_EXERCISE INSTRUCTIONS_
a – List every timestamp that appears in the interview transcript about benefits communication.
b – Continue the interview transcript about benefits communication from its final line.

(PAGE EXCERPT Opens)

0:30:58 - Alex Shevelenko
Oh my God, I see. So you could basically know where there's the most interest, and then you could also say, hey, you told me this is really important and you're paying a lot of money for this, and nobody looked at it. Let's go redesign the guide to drive that maybe health and wellness program that we're kind of suggesting.
0:31:17 - Whitney Boyer
Hey, here's what we think you should inform your employees about throughout the year, like here's what we think, here's what the majority of employers do. We can go into the analytics and say, “No, this is exactly what you need to be informing your employees on, because this is where we feel like they're clicking this the most, or they're watching this video the most. They clicked on this pop-up and they read the definition of this insurance term. This is where you need this information that they want to know and that they need to know.” So it's more of an informed decision when it comes to how we communicate with our employees better. What information do we share with them?
0:32:03 - Alex Shevelenko
I got it. So you're moving away from a monologue to a more informed discussion, where you're paying attention to somebody's body language and guiding the conversation based on that.
0:32:14 - Whitney Boyer
Yes, and it absolutely feels so. It's custom, too, for our clients. For example, hey, we have a custom communication plan based on the analytics of your benefit guide and your documents.
0:32:27 - Alex Shevelenko
Awesome! I love it. This is one of the reasons I wanted to have you on, Whitney. So you're connecting the dots in areas where people historically have not been able to do. Like, every great HR and corporate comms team wants to be a little bit more like marketing, but I think they just sometimes maybe lack the analytics or the tools or kind of. They just get stuck in what doing, whatever they're doing, and you basically democratized award-winning content. I saw some of your experiences. They're very beautiful. You managed to do amazing stuff with a small team, but you're basically democratizing it all the way from insurance carrier information to you the bespoke benefits packages to employees.
I'm curious, is there this competitive nature of the insurance and health insurance world that's driving even more of a necessity around this? This is not a nice to have. You mentioned that you have four competitors, but I think that's not just related to brokers, right? I just think there's a lot of competition and a lot of complexity that we're talking about. How does this reduce complexity? Is it driving the edge to get to be more competitive and lead the industry? Guide me a little bit on the competitive nature.
0:34:05 - Whitney Boyer
Absolutely, yeah! There's definitely a very competitive industry and we have a lot of great benefits advisory firms in the state, and I think that it's wonderful to have that much competition because it really encourages us to constantly be better and to constantly be innovating and to be better than we were the day before. So I definitely feel that I want to be the firm that all of our competitors are chasing after, like I want them to say, we want to be like LHD. Have you seen their stuff? It looks so good! Have you heard what their clients say about them? Have you seen how they walk through the renewal process? Have you seen their plan performance documents?

(PAGE EXCERPT Closes)
(SUPPLIED INFORMATION Opens)

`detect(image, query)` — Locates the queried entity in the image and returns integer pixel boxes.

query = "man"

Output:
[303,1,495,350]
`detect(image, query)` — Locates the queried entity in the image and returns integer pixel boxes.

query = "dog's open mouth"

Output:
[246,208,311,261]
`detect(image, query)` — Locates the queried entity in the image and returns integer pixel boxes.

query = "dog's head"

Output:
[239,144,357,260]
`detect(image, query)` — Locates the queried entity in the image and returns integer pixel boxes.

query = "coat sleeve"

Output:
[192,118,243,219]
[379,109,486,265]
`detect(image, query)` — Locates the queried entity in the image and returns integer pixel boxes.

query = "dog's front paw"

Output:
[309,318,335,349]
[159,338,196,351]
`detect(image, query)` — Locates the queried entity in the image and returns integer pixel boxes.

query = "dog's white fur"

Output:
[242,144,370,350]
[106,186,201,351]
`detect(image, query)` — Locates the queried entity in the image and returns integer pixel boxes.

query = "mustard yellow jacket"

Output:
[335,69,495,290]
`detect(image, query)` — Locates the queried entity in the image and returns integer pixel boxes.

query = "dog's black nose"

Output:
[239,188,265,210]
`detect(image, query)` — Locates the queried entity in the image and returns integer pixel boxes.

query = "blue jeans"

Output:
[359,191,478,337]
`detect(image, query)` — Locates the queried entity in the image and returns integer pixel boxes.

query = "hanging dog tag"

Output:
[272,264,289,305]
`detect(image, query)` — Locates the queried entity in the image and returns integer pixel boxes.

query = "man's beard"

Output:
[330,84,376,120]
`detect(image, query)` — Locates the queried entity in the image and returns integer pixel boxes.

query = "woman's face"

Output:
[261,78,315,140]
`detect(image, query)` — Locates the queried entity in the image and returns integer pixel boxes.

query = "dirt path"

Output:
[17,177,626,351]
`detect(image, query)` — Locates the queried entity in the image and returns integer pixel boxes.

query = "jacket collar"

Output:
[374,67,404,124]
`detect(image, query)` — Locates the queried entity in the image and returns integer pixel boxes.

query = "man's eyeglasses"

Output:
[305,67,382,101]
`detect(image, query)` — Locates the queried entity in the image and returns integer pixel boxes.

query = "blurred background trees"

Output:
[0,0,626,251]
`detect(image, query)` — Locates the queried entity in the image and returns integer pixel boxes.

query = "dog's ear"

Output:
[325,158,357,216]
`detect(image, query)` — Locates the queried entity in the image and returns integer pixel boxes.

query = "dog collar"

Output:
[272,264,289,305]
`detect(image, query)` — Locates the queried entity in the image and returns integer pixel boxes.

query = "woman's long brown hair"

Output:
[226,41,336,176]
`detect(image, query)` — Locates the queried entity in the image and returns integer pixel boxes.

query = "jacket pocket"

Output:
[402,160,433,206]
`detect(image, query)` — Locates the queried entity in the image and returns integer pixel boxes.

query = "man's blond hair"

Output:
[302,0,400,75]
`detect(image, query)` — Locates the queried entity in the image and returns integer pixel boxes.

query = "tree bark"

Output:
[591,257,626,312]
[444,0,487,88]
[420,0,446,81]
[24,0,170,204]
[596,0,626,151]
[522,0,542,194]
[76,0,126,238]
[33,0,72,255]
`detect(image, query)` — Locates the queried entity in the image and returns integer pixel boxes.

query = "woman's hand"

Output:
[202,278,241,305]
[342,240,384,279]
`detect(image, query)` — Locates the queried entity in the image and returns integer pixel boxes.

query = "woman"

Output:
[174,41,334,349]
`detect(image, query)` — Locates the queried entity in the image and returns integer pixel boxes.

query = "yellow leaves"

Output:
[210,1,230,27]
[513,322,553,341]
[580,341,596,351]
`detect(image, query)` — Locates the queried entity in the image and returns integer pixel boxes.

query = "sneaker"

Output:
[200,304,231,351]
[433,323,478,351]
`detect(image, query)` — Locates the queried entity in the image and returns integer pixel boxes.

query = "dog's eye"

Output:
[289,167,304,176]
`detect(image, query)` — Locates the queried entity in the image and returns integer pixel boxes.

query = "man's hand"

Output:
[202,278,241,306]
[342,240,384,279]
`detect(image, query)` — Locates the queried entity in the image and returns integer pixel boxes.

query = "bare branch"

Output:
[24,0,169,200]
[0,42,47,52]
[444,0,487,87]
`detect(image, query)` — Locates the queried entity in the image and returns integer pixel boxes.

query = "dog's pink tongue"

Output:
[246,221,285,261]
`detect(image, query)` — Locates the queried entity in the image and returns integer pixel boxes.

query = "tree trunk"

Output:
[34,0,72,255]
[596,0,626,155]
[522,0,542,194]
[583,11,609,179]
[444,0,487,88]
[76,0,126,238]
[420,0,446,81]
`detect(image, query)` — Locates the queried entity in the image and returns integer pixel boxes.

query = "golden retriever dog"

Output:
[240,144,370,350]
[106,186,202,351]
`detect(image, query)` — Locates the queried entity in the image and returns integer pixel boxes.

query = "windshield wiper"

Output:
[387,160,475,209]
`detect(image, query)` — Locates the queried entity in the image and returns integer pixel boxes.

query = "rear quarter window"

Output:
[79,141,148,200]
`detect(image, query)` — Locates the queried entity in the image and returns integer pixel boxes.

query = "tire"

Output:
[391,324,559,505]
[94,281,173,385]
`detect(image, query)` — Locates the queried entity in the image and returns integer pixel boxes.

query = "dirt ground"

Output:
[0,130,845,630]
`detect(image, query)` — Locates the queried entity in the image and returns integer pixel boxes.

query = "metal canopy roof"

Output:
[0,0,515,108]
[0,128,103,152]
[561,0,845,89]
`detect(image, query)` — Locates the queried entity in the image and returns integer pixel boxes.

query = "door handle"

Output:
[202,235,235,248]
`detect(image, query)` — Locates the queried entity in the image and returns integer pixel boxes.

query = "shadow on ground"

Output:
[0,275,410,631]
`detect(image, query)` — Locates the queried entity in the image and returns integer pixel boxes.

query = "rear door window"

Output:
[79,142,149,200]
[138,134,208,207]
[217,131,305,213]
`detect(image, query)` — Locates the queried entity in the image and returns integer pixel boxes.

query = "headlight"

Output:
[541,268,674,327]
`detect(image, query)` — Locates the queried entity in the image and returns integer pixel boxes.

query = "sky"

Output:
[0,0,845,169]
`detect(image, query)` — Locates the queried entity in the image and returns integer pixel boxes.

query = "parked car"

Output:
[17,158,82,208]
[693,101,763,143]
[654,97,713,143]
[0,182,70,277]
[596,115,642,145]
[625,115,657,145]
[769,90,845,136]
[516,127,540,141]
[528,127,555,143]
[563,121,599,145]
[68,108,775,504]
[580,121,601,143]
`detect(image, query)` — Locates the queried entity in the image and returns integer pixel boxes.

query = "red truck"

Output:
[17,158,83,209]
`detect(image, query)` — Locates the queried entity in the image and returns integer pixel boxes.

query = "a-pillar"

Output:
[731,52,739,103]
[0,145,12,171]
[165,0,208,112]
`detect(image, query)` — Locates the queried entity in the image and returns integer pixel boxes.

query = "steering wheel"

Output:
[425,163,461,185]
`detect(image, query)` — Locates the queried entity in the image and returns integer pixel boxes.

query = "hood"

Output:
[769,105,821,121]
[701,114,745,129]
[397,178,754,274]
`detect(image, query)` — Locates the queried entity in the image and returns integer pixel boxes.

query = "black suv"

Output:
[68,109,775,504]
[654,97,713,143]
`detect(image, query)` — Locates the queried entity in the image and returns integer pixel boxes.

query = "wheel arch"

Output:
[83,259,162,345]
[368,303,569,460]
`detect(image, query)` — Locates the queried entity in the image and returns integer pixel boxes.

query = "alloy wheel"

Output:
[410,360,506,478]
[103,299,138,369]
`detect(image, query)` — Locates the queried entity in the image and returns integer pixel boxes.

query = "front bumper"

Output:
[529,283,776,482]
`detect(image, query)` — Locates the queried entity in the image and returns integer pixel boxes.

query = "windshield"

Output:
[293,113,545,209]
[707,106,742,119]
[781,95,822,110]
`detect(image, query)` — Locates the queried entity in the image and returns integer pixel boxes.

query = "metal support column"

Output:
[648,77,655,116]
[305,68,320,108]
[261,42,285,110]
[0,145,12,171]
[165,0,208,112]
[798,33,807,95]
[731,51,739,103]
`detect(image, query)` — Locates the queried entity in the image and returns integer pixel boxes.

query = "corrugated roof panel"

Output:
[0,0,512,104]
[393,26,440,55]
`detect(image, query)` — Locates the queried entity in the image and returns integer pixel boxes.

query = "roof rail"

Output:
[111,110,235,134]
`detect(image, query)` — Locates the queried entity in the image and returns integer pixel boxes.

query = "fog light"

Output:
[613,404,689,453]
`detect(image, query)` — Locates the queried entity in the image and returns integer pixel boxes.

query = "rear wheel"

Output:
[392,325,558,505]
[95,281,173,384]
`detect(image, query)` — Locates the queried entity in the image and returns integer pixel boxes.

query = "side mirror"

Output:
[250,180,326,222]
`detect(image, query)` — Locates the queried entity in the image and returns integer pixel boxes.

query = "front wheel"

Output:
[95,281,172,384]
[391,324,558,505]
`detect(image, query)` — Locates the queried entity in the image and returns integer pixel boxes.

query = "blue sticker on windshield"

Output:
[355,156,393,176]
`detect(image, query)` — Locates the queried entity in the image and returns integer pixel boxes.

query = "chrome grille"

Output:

(SUPPLIED INFORMATION Closes)

_RESULTS FOR THE EXERCISE_
a – 0:30:58, 0:31:17, 0:32:03, 0:32:14, 0:32:27, 0:34:05

b –
So I want to be that agency that people are kind of chasing after. There are certain things that I think we do better than anyone else in the entire business. I want to make sure that we continue to be innovative and cutting-edge because I don't want to be status quo, I don't want to be the same as any of our competitors, I don't want to offer the same things and I definitely don't want to fall behind. So we're always looking for what will make us just one step ahead of our competitors. How are we going to be that much better? What can we offer our clients? What can we do to make things easier for our clients? And so we're always looking at different ways to be better. And I feel like technology is the number one thing that we've been using lately to make us better. We're always wanting to be one step ahead and figuring out what we can use to be one step ahead. And I think I feel strongly that RELAYTO is putting us in that position.
We just did a rebrand, which we had been talking about a little bit. If there was anywhere I felt like we could improve, it was in the look of our deliverables. We service our clients better than anybody in the entire state, but our look left something to be desired. So we did our new rebrand. But it's more than just the look.
A lot of times what I hear from people, they'll say like, oh, give it to marketing and they'll make it look pretty. And I don't get offended by that, because we do make it look pretty. We make a lot of stuff look pretty, but we also want to display information in a way that's easier for our clients to digest. So it's actually like making the content better, making it look nicer, and then putting in a platform like RELAYTO that makes the user experience better. So we're not just attaching a gigantic PDF and an email and sending it off that they then have to search through their inbox. They have links to these hubs where they can go and access all of this beautiful information and helpful information, and we’re just making it easier, always trying to innovate. I think that that's how we differentiate ourselves and are always one step better than the competition.
0:37:24 - Alex Shevelenko
I love it, I think, this sort of distinction between the visual form and the fact, like the utility of it, and how you combine the two to create a beautiful experience, whatever you are in the information journey. We got inspired originally by Steve Jobs, who I kind of love his quote to his team. He said to someone, you guys baked a beautiful cake, but for frosting, you covered it with duck shit, right, I think that's okay on the podcast and it's such a visceral metaphor. But I think, what I love about what you've done is you have the rebrand and it's consistent, but even in doing that, you've thought about how to make it interactive and more visually interesting for your industry to get an edge. And then, on top of it, you're kind of using AI and all these other things.
You know hey, look you may not care about the beautiful, the beautiful brand. You may just want to know a very specific answer that sits in page 54 of document number 24. You know that you would normally never discover if you're like dependent on it but, now you could answer.
That was one question, and that's where you combine. By the way, you get there and you get the context, which is what I think is great. What you've done is people get an answer, but it's not some sort of made-up AI thing. You could go and find, check, and validate it because you can read the full context. It's very convenient. You don't get lost inside there.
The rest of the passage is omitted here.